• **WORK REQUIRED**:
Retype each entry verbatim. Do not include the images.

Data entries:
########################################

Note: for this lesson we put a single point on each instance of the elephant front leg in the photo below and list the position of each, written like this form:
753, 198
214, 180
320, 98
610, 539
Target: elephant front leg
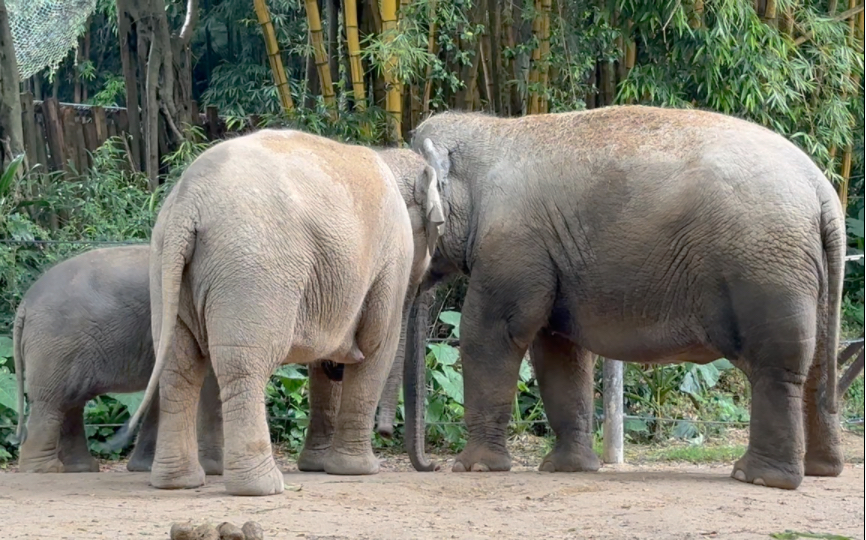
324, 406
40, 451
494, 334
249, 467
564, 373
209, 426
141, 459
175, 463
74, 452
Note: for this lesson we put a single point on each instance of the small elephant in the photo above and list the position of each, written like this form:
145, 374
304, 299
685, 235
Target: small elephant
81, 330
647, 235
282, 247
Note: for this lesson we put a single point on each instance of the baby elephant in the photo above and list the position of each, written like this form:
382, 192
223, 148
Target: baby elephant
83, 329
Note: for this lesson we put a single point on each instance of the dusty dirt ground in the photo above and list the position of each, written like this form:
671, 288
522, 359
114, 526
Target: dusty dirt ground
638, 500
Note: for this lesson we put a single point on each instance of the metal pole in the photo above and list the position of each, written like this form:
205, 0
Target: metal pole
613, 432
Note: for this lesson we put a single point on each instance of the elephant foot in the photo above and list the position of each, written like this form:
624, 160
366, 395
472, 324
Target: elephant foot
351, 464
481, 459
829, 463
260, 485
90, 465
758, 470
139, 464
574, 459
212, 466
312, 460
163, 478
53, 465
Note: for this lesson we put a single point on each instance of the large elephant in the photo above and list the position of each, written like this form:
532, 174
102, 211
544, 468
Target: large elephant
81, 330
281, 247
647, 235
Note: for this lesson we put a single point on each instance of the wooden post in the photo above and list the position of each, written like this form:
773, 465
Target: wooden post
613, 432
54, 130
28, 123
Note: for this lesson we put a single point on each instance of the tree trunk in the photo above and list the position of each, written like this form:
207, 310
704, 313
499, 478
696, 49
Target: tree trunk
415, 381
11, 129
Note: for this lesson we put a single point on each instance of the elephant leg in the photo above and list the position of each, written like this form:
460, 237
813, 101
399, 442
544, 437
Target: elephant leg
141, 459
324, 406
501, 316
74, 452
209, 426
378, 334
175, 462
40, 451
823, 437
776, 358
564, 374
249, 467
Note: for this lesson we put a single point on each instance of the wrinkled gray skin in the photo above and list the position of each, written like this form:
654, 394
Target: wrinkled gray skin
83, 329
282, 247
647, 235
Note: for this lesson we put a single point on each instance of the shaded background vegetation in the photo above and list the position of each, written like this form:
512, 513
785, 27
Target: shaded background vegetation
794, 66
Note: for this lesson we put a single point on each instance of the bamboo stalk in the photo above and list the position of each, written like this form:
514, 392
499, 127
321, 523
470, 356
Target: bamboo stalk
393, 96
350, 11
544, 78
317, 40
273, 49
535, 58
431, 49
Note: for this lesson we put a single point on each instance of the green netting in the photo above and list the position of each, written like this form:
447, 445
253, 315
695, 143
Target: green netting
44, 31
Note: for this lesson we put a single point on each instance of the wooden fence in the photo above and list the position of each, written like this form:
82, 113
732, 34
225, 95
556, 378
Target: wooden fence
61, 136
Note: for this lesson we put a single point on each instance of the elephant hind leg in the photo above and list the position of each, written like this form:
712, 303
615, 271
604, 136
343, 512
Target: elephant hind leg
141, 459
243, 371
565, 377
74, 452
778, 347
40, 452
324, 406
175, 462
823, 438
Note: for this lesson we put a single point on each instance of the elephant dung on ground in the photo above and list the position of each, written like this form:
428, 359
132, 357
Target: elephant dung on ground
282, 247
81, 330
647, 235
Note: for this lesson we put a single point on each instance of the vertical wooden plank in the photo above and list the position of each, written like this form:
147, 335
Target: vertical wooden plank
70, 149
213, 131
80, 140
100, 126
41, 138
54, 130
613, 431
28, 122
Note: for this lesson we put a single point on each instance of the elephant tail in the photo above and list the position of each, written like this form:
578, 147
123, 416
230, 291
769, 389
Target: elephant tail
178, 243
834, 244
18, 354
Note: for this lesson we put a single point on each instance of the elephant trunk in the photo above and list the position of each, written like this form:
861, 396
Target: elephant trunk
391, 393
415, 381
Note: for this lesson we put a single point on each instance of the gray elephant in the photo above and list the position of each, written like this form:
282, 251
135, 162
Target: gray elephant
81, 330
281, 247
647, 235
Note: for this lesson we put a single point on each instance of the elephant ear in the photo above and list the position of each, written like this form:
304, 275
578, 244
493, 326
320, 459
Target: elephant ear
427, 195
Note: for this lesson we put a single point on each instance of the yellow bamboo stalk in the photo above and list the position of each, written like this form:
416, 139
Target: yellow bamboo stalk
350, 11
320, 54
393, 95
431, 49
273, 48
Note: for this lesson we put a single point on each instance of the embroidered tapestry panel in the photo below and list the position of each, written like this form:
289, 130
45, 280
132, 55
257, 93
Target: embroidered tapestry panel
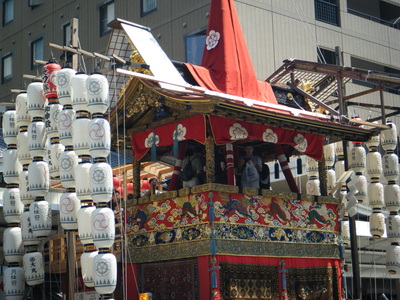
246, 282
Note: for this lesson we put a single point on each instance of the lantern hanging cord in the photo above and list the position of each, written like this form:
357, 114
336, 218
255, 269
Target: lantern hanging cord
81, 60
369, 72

########################################

• **REPLY TO THE EXERCISE**:
Note: for this lesson we put a single point on each instance of the elephant front leg in the photo below and list the position of each, written like this form:
753, 198
214, 180
320, 98
610, 539
Target: elephant front leg
324, 406
40, 451
494, 334
249, 467
564, 373
209, 426
141, 459
175, 463
74, 452
Note: for this lesson we put a single point on each instance of the small elephant in the photo above and list the position of each, written like this form:
145, 374
304, 299
685, 235
Target: small elephant
81, 330
647, 235
282, 247
Note: for this lesson we put a single point on each instance of the baby elephant in the photo above and list the position of each, written like this form:
382, 192
223, 148
Target: baby elephant
83, 329
Note: for this lesson we put a single point on each instance of the dusty dirt ground in the photo above and list the position of each, written like this form:
671, 288
522, 359
114, 526
Target: dusty dirt ground
638, 500
Note: for this lesson we put a single point on each instance of the metal pole in the photo above and list the position of each, written like this form:
205, 0
Target: metal pole
613, 432
Note: for this lesson we put a single point on each instance of the elephant foot in the photo above and list the position of each, written like this form:
624, 160
366, 395
472, 324
Target: elephant foot
351, 464
481, 459
829, 463
260, 485
90, 465
758, 470
139, 464
574, 459
212, 466
312, 460
163, 478
53, 465
Note: for this lesson we put a single point on each instance of the large elephant in the photo above and list the position of each, written like this form:
532, 174
102, 211
544, 468
Target: large elephant
81, 330
281, 247
647, 235
Note: for this lesson we put a single point on each instance of the wooden post in the photo above and list the position of each, written like this form:
773, 465
Target: wooden post
613, 432
54, 130
28, 123
Note: for this lesson we put a single point on each instance of the tree trunk in the photo above and list the position of each, written like this form:
207, 310
704, 313
499, 478
696, 49
Target: tree trunk
415, 381
11, 129
Note: for this lesson we put a single point on each instance of the elephant leg in the photo above and list the position of each, written like this form:
460, 237
813, 101
399, 442
544, 437
Target: elephant leg
141, 459
324, 406
501, 316
74, 452
209, 426
378, 334
175, 462
40, 451
823, 437
776, 358
564, 374
249, 467
Note: for this lesson we put a single point on each instance of the wrinkled gray skin in the photo above and list the position of each, written like this form:
654, 394
Target: wrinkled gray skin
83, 329
282, 247
647, 235
Note: for this lesson we put a single point on each instance of the shaded background vegetation in the photo above and list the position of each, written like this form:
512, 513
785, 27
Target: shaded background vegetation
794, 66
Note: for this lesson we put a single point on each instance of the bamboo stalk in the photo above and list the position of each, written like this form:
514, 392
499, 127
321, 523
470, 356
Target: bamboo stalk
393, 96
350, 11
544, 78
317, 40
273, 49
535, 58
431, 49
Note: for this lesson we put a single point on each instance of the green netting in the photo above and list the position of each, written like this form:
447, 445
253, 315
695, 143
Target: green netting
44, 31
Note: for this lesson we put a single point on each instance of the wooden fence in the photo above and list the position of each, written like this form:
82, 113
732, 34
225, 95
556, 378
Target: wooden fence
61, 136
Note: for this lesson we put a single point on each instance of the elephant hind leg in the photo above and list the position of each, written like this form:
712, 303
615, 271
604, 136
343, 512
Target: elephant hind leg
141, 459
243, 371
565, 377
74, 452
778, 347
40, 452
324, 406
175, 462
823, 438
Note: for this lesson we put a single point on each instance of the elephant dung on ground in the photo above and list the position of each, written like this form:
428, 359
132, 357
Target: elephant dung on ground
282, 247
81, 330
647, 235
Note: for this lesson we put a single point on each instance of the vertical wooden plank in the photo above and list the position of each, written like this form:
147, 335
Target: vertical wooden plank
70, 149
213, 131
80, 140
100, 126
41, 138
54, 130
613, 431
28, 122
Note: for this lesson we put a single point on each instance of the elephant tail in the photo above and list the position of each, written like this form:
578, 147
123, 416
230, 291
769, 389
Target: elephant tail
178, 243
834, 244
18, 354
Note: for this lesson we put a single point on each instance of the elephant trunk in the photo above and list the position of each, written like this form:
861, 396
Target: elephant trunk
391, 393
415, 381
Note: for this lesson we put a single point on each instance of the gray elephant in the photo above and list the position of each, written like this form:
282, 251
135, 162
Target: gray elephant
81, 330
281, 247
647, 235
Note: for this lesson we put a single point on each instance of the elephant ear in the photo above and list the position of each, written like this form:
304, 275
578, 244
493, 326
320, 459
Target: elephant ear
427, 195
Note: for this lesson we put a single point on each instance of the yellow bamboo stalk in the photo above and list the position of each, written like this form:
416, 139
Target: yellow bamboo stalk
350, 11
320, 54
393, 95
431, 49
273, 48
Note: for this lesson we put a single point on each instance of the embroidered tapestry panel in the photo below and list the position of each, written like this form:
289, 130
45, 280
132, 55
257, 93
Target: embroidered tapestry panel
246, 282
Note: for this lesson we put a single point on each instance of the lantern hanging cord in the photo above and list the position of each, written like this form:
357, 114
336, 218
255, 269
Target: lantern hanging cord
81, 60
369, 72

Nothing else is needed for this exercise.